*Your instructions*
From the entries below, copy out all lines holding "Outline".

-*-*-

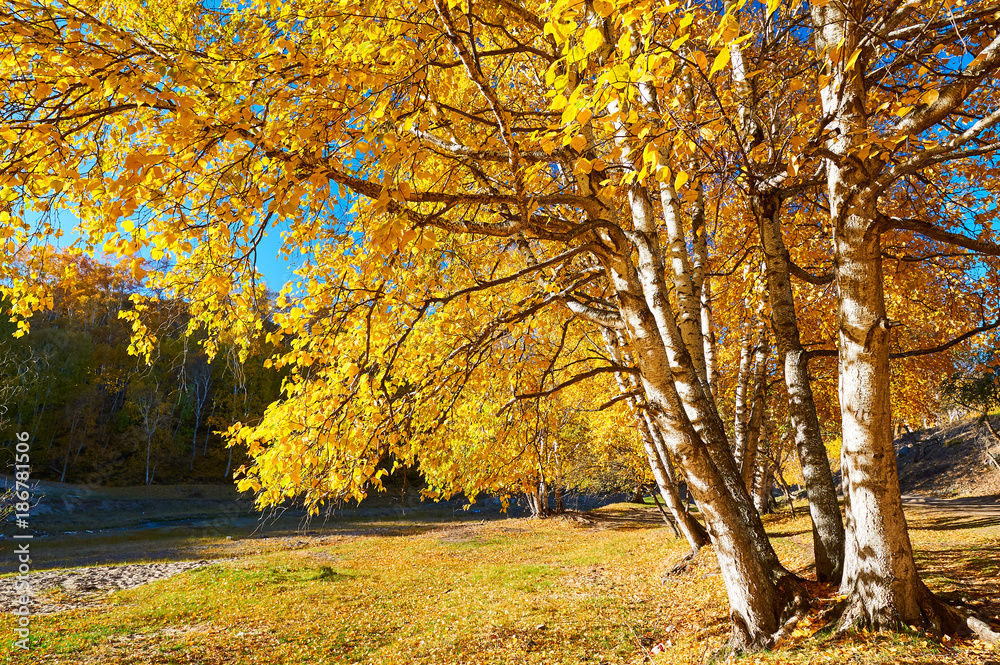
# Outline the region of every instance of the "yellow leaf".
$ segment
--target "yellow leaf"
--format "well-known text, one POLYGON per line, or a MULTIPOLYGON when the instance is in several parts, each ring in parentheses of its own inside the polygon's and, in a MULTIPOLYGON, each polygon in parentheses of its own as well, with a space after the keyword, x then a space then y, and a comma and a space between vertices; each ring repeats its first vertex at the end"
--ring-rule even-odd
POLYGON ((587 139, 583 138, 583 134, 577 134, 573 137, 569 144, 573 146, 573 150, 583 152, 584 148, 587 147, 587 139))
POLYGON ((940 97, 940 96, 941 96, 941 93, 938 92, 937 90, 928 90, 920 98, 920 101, 923 102, 924 104, 927 104, 928 106, 930 106, 931 104, 933 104, 934 102, 936 102, 938 100, 938 97, 940 97))
POLYGON ((778 7, 781 6, 781 0, 767 0, 767 15, 770 16, 774 12, 778 11, 778 7))
POLYGON ((581 125, 587 124, 587 121, 594 115, 594 112, 590 109, 583 109, 576 114, 576 121, 581 125))
POLYGON ((854 53, 851 54, 851 59, 848 60, 847 64, 844 66, 844 71, 845 72, 849 72, 852 69, 854 69, 854 65, 858 62, 858 56, 860 56, 860 55, 861 55, 861 49, 858 49, 854 53))
POLYGON ((705 54, 701 51, 695 51, 694 61, 698 63, 698 69, 705 69, 708 67, 708 58, 706 58, 705 54))
POLYGON ((588 55, 601 48, 602 44, 604 44, 604 35, 597 28, 587 28, 587 31, 583 33, 583 50, 588 55))
POLYGON ((680 189, 688 181, 687 171, 681 171, 674 180, 674 189, 680 189))
POLYGON ((681 46, 684 45, 684 42, 686 42, 689 39, 691 39, 690 33, 684 35, 683 37, 678 37, 674 41, 670 42, 670 50, 676 51, 677 49, 679 49, 681 46))
POLYGON ((632 50, 632 35, 628 30, 622 30, 622 36, 618 38, 618 50, 625 54, 632 50))
POLYGON ((601 15, 601 18, 607 18, 615 10, 615 6, 608 0, 594 0, 594 10, 601 15))
POLYGON ((419 242, 417 242, 418 249, 433 249, 434 245, 437 244, 437 238, 434 237, 434 231, 431 229, 425 229, 423 235, 421 235, 419 242))
POLYGON ((720 71, 723 67, 729 64, 729 47, 723 48, 719 51, 719 55, 715 56, 715 62, 712 63, 712 70, 708 73, 711 77, 715 72, 720 71))

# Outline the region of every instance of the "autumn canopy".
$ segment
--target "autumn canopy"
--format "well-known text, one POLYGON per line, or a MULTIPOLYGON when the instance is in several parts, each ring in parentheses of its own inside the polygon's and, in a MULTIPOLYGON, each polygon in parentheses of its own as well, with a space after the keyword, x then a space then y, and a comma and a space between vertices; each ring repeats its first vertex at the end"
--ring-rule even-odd
POLYGON ((231 431, 262 504, 360 497, 387 459, 524 491, 567 410, 624 414, 755 649, 810 604, 757 509, 786 441, 842 627, 989 637, 917 575, 892 428, 1000 325, 998 24, 978 0, 8 0, 0 286, 26 327, 64 233, 210 350, 280 342, 283 398, 231 431), (278 235, 305 263, 265 321, 278 235))

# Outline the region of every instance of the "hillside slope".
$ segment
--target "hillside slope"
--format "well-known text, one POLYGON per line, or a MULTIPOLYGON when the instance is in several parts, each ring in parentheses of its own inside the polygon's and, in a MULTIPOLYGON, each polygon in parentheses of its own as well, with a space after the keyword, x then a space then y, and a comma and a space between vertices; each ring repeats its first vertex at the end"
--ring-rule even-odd
MULTIPOLYGON (((991 422, 1000 430, 1000 416, 991 422)), ((907 432, 895 447, 904 494, 1000 494, 1000 441, 977 419, 907 432)))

-*-*-

*Exercise result*
# Outline the region of every instance of the "yellow leaf".
# Outline the region of every instance of the "autumn canopy".
# Outline the region of every instance of the "hillside slope".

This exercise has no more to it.